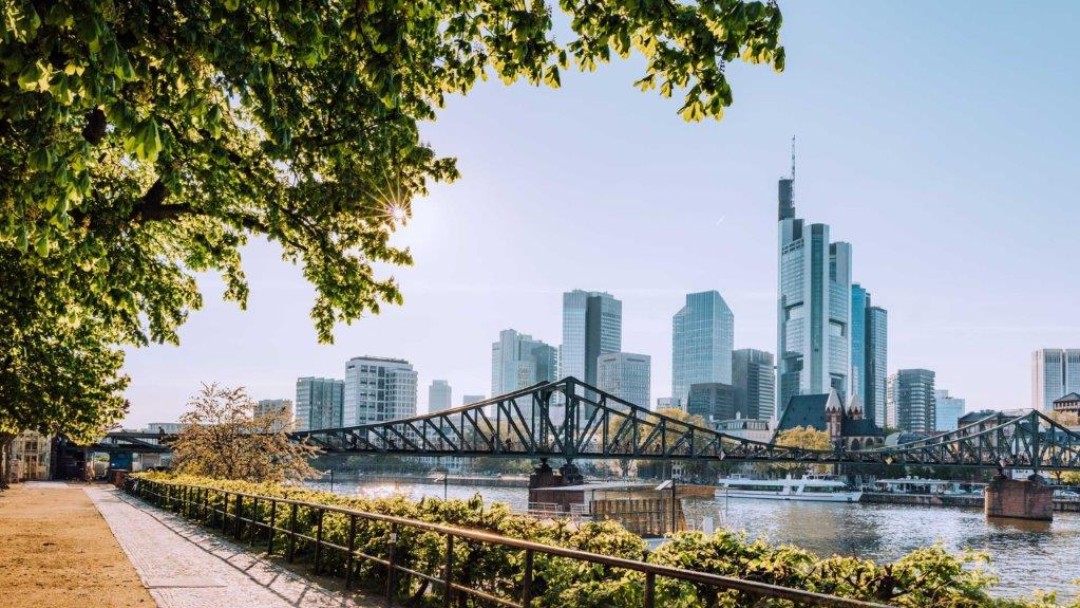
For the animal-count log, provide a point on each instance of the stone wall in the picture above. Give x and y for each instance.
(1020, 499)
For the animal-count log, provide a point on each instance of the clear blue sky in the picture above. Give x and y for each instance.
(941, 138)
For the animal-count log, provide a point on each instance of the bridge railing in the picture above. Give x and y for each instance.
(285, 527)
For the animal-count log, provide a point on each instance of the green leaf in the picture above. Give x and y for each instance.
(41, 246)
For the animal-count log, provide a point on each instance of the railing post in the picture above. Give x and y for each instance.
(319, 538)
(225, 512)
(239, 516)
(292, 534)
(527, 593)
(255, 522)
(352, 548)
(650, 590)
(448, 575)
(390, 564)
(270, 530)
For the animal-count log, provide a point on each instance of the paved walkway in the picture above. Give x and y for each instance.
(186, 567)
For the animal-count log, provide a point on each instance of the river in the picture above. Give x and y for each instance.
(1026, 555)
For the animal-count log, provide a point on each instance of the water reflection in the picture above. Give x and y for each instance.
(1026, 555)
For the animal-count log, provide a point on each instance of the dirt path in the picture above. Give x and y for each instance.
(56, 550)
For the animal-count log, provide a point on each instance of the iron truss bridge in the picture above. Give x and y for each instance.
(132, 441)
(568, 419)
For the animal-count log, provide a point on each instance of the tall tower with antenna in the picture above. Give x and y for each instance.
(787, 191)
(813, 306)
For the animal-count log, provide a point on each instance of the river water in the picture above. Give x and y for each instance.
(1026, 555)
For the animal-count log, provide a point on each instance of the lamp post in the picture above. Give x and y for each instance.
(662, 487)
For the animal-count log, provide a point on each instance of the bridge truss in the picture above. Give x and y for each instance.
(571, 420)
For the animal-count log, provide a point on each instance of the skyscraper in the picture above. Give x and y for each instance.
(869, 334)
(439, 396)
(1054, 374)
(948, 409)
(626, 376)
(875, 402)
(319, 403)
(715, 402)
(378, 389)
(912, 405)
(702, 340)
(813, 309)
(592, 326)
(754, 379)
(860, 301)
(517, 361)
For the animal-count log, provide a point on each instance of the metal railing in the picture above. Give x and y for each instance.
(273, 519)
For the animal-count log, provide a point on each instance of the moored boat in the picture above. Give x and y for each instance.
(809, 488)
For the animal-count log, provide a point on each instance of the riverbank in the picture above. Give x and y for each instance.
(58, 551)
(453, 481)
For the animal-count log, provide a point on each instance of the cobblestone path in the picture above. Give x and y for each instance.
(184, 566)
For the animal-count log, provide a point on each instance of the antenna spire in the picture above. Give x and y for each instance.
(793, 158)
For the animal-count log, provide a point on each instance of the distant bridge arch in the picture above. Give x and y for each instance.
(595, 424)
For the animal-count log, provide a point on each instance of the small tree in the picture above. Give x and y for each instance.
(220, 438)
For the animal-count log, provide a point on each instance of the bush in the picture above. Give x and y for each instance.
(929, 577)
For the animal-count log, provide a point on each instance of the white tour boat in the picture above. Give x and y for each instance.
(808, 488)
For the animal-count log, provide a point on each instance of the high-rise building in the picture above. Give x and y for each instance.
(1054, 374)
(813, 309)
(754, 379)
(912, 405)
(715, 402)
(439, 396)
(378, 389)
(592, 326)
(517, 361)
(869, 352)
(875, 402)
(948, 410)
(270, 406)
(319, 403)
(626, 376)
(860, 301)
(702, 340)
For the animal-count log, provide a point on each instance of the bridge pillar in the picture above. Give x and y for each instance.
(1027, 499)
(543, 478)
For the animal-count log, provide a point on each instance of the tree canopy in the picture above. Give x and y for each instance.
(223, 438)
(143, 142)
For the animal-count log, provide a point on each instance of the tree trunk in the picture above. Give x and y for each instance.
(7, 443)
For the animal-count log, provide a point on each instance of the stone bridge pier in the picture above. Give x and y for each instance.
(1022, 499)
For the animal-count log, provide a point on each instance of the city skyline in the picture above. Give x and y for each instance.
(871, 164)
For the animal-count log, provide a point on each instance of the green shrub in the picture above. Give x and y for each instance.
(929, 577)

○ ○ ○

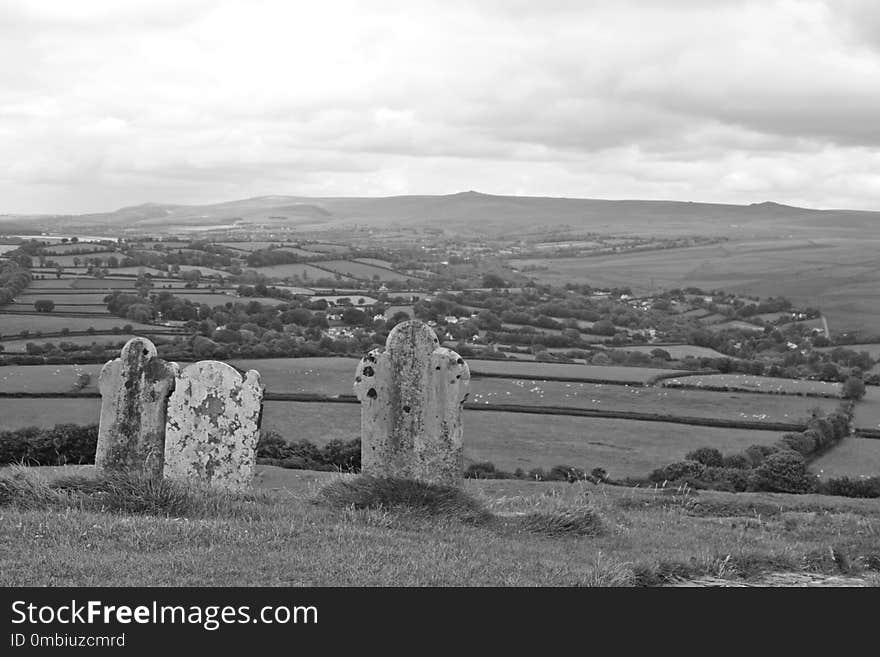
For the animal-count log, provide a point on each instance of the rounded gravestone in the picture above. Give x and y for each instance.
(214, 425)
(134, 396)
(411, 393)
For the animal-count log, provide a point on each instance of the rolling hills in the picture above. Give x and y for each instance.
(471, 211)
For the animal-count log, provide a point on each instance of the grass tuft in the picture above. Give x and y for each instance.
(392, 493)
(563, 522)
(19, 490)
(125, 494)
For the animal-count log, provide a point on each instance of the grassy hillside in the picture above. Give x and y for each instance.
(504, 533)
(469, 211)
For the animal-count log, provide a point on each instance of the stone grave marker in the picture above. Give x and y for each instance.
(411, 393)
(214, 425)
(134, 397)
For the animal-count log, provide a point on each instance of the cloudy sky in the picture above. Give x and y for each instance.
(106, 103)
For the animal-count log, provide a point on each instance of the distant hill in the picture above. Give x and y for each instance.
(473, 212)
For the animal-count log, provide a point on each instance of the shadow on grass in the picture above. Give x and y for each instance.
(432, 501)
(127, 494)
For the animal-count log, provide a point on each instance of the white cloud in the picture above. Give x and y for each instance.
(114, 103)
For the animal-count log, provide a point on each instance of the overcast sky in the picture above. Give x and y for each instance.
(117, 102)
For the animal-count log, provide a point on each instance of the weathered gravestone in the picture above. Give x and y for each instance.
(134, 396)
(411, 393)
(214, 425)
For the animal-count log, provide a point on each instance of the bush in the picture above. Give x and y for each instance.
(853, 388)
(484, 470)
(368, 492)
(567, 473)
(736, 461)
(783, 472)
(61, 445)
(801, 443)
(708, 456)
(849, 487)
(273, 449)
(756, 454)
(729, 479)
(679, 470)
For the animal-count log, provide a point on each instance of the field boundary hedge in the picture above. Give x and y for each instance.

○ ○ ○

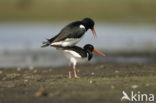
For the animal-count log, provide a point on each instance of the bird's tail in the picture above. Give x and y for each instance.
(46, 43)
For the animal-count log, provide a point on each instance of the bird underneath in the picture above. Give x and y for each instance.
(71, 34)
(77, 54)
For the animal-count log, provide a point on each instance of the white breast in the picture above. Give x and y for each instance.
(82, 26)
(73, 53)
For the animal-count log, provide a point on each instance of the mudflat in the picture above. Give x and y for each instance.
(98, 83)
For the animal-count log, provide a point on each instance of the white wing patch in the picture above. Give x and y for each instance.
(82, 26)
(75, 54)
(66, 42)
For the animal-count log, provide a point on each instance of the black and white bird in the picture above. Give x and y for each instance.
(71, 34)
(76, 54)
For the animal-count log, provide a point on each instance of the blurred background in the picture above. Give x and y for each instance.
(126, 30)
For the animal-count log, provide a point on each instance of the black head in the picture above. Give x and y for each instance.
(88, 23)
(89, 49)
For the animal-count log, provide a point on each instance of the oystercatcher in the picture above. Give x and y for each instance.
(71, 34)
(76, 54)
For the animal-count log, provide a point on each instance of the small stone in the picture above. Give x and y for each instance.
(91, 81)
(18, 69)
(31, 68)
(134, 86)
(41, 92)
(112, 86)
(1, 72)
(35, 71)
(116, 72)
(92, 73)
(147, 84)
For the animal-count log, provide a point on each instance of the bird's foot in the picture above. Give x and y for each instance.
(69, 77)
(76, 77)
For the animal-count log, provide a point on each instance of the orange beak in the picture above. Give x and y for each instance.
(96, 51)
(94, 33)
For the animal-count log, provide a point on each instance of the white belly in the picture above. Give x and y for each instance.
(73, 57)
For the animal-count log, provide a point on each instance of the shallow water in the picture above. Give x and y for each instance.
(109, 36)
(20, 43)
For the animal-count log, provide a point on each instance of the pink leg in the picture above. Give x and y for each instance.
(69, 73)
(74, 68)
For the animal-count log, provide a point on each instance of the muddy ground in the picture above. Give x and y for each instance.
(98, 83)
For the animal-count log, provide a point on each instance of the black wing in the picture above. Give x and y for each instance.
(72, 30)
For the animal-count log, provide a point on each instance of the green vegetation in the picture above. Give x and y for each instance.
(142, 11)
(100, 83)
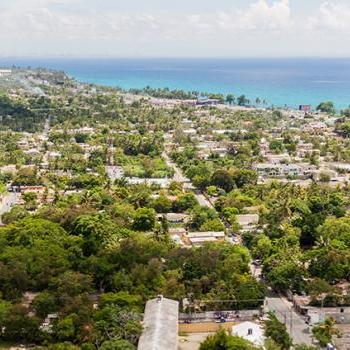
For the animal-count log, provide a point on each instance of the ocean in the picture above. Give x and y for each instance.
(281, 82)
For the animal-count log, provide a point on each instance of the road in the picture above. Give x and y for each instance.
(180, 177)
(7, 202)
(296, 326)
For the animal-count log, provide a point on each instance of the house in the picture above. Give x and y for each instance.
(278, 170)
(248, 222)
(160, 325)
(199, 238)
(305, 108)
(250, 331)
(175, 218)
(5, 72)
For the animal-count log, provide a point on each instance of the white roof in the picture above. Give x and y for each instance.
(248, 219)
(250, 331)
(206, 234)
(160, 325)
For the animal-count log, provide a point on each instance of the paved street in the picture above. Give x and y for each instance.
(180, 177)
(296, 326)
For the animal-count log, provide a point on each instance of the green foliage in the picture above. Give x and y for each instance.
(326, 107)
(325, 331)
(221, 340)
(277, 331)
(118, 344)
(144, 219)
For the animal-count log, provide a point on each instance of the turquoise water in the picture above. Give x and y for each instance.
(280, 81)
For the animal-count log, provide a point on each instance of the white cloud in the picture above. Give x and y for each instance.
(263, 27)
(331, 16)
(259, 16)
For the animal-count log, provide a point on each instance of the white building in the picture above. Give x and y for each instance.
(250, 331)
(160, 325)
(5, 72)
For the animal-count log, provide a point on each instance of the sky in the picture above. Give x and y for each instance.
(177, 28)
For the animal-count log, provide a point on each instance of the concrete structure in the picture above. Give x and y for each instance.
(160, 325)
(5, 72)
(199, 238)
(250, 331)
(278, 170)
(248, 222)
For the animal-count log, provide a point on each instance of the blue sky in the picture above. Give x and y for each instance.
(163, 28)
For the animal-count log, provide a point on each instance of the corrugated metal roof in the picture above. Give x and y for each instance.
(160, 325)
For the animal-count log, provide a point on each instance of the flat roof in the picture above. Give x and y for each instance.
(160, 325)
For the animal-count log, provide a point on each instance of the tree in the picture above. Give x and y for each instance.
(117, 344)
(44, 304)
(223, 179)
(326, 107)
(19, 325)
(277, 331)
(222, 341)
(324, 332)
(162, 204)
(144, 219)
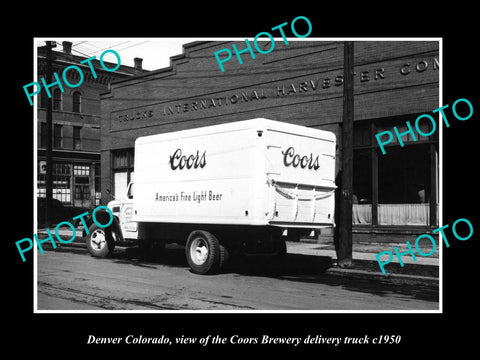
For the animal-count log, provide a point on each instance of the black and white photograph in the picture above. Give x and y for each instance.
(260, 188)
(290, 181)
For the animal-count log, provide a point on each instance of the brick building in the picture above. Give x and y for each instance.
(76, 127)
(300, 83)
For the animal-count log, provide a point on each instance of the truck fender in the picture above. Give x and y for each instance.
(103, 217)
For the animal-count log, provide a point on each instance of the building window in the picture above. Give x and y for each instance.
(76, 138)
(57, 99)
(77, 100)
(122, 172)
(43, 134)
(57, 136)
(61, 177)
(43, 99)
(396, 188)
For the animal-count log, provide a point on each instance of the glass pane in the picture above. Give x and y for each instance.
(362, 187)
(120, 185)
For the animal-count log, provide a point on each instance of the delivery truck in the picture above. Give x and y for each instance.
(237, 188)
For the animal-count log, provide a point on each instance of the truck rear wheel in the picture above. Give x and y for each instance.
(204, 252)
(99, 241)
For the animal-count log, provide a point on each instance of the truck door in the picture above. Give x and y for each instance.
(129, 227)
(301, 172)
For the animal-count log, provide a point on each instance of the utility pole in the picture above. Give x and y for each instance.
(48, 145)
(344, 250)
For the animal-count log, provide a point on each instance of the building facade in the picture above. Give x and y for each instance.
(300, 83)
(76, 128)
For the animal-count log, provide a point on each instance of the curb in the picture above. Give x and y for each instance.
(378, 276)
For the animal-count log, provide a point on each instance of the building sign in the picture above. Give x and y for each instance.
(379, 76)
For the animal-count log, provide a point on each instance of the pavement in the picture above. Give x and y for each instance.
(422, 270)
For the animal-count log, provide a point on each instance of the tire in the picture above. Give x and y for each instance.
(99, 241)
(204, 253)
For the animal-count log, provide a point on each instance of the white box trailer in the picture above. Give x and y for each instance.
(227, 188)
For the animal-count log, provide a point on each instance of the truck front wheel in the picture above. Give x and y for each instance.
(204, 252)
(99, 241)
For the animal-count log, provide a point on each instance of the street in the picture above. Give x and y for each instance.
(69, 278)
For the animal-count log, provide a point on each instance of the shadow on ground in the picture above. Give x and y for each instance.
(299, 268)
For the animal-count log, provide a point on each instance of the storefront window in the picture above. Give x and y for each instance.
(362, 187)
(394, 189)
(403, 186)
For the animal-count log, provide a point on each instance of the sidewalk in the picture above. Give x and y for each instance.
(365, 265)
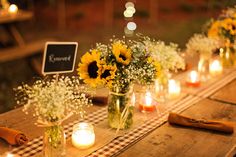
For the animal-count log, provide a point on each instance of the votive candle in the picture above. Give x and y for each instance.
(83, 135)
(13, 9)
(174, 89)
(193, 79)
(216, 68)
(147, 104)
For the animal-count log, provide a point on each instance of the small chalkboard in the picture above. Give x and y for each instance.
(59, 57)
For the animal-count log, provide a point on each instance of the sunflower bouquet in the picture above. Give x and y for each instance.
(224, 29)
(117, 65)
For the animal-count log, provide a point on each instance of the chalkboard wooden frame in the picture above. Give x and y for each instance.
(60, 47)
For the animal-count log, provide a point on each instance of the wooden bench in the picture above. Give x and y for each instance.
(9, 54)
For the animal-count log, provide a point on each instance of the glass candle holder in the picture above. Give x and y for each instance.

○ ○ ○

## Exercise
List every line of the items above that contains the string "truss", copying each line in full.

## Complete output
For the animal-count log, provide a point on each instance of the iron truss bridge in the picture above. Give x and y for each instance.
For the animal-count log, provide a point on each instance of the bridge truss in the picture above. Give x and y for each instance.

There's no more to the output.